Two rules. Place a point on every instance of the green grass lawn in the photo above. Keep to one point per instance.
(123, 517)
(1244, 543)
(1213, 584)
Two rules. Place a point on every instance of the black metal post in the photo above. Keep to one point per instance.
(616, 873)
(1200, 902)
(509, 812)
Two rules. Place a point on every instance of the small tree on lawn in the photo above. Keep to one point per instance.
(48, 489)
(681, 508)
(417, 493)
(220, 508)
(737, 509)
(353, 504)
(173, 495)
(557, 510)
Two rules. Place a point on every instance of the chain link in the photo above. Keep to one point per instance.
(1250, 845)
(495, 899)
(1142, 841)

TASK TO COMPLETE => Could you output every entry above exactly as it stands?

RESPONSE =>
Two rules. Place a point on every instance of the green grass lawn in the photo above. Keep to one point per instance.
(123, 517)
(1244, 543)
(1213, 584)
Two rules. Place a point on every instance of the black metal post in the photo above. Keep to one point per instance.
(616, 873)
(1200, 902)
(509, 812)
Two rules. Place a point on every instance of the small tree on lawn in the photo above. Keep to one point per instance.
(48, 489)
(681, 508)
(417, 493)
(220, 508)
(737, 509)
(353, 504)
(173, 495)
(557, 510)
Two rules. Place a point on every instance of the chain link in the photo above. Keep to one point per instance.
(1250, 845)
(495, 899)
(1142, 841)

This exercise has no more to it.